## DIRECTIVE
Copy out the data-visualization homework below word for word, from its heading through the last question.

## ARTICLE
##Data-Visualization Home work 1

#Deimantė Jokšaitė

#Task

1.Choose a data set (the number of data attributes should be more than 5), explain why it is important or interesting for you. 2.Formulate research questions (for which you expect to find the answers) 3.Make some visualizations for the formulated questions. Prepare a presentation (where you explain the data, questions, problems, results) and upload it.

#Questions

  1. How the size of a diamond affects the price?
  2. Whether the size of diamond depends on the transparency of the diamond?
  3. Does the color of a diamond affect the price and its tranparency?

## EXCERPTED DATA

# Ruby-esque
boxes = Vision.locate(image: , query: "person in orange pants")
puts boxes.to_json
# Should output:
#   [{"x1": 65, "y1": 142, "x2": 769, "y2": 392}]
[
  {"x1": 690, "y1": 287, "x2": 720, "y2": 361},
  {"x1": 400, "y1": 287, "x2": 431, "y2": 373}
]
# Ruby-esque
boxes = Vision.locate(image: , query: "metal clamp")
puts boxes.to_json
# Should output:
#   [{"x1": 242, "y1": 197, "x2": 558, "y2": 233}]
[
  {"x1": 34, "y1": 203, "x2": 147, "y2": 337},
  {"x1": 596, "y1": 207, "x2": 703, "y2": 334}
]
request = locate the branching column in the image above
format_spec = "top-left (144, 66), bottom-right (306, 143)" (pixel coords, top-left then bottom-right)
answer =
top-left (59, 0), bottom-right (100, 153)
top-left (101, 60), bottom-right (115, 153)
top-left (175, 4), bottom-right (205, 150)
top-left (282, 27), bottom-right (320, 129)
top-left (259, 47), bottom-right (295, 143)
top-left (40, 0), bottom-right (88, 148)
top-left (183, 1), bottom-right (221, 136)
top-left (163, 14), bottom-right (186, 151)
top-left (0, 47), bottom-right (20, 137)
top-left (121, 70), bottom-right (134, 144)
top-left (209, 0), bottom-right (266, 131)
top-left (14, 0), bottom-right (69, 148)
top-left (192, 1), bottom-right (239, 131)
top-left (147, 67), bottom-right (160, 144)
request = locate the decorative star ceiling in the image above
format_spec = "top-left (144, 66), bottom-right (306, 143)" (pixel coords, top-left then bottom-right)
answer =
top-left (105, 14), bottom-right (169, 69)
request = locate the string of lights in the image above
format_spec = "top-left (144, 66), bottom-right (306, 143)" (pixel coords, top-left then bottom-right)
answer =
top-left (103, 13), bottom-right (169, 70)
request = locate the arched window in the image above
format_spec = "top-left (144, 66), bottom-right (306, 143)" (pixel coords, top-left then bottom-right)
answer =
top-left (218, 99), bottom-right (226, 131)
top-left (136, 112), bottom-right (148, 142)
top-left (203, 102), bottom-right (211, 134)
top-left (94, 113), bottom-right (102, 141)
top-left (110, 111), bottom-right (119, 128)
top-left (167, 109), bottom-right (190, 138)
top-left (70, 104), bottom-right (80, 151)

## OUTPUT FOR THIS TASK
##Data-Visualization Home work 1

#Deimantė Jokšaitė

#Task

1.Choose a data set (the number of data attributes should be more than 5), explain why it is important or interesting for you. 2.Formulate research questions (for which you expect to find the answers) 3.Make some visualizations for the formulated questions. Prepare a presentation (where you explain the data, questions, problems, results) and upload it.

#Questions

  1. How the size of a diamond affects the price?
  2. Whether the size of diamond depends on the transparency of the diamond?
  3. Does the color of a diamond affect the price and its tranparency?